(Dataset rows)
=-=-=

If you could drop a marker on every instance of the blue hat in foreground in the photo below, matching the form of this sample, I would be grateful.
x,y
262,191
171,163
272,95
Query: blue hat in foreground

=-=-=

- WHAT THIS TASK INVOLVES:
Convert every item above into a Markdown table with the columns "No." and "Line," placing each nonblank line in its own row with its row number.

- RESULT FOR THIS TASK:
| No. | Line |
|---|---|
| 1 | If you could drop a marker on every instance of the blue hat in foreground in the photo below, matching the form of this sample, I would be grateful. |
| 2 | x,y |
| 3 | 262,191 |
| 4 | 171,163 |
| 5 | 272,95 |
| 6 | Query: blue hat in foreground |